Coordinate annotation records
--- BEGIN ---
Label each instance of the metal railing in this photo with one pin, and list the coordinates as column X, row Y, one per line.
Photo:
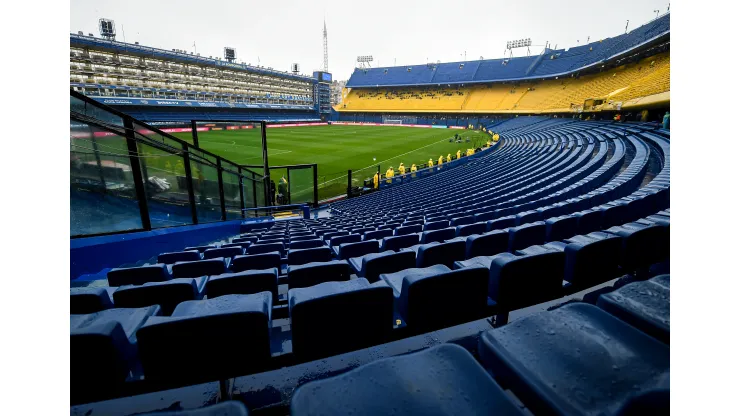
column 128, row 176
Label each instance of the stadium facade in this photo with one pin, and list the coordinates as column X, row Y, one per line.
column 629, row 72
column 155, row 84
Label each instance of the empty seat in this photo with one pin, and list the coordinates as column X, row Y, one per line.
column 348, row 250
column 230, row 335
column 335, row 317
column 84, row 300
column 200, row 268
column 201, row 249
column 314, row 273
column 437, row 235
column 371, row 266
column 533, row 275
column 102, row 351
column 228, row 252
column 398, row 242
column 138, row 275
column 488, row 244
column 409, row 384
column 308, row 255
column 244, row 283
column 266, row 248
column 560, row 228
column 436, row 297
column 377, row 235
column 470, row 229
column 256, row 262
column 165, row 294
column 351, row 238
column 574, row 360
column 436, row 225
column 590, row 259
column 170, row 258
column 502, row 223
column 642, row 244
column 408, row 229
column 526, row 235
column 644, row 305
column 440, row 253
column 307, row 244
--- END ---
> _WORK TO DO_
Copy out all the data exactly; skip the pictures.

> _OUTPUT_
Label each instance of the metal railing in this photo with one pin, and list the coordinates as column X, row Y, one per line.
Photo:
column 128, row 176
Label each instance of the stadium facade in this photo with one pin, and list the coordinates as column X, row Y, one per line.
column 629, row 72
column 155, row 84
Label each instance of the empty seat in this photo with one pin, and list the coordinates as column X, row Y, one per line.
column 348, row 250
column 230, row 335
column 335, row 317
column 84, row 300
column 200, row 268
column 201, row 249
column 314, row 273
column 437, row 235
column 371, row 266
column 533, row 275
column 102, row 351
column 228, row 252
column 398, row 242
column 138, row 275
column 488, row 244
column 409, row 384
column 308, row 255
column 244, row 283
column 266, row 248
column 560, row 228
column 436, row 297
column 377, row 235
column 470, row 229
column 256, row 262
column 165, row 294
column 351, row 238
column 574, row 360
column 436, row 225
column 590, row 259
column 170, row 258
column 502, row 223
column 642, row 244
column 408, row 229
column 526, row 235
column 644, row 305
column 440, row 253
column 307, row 244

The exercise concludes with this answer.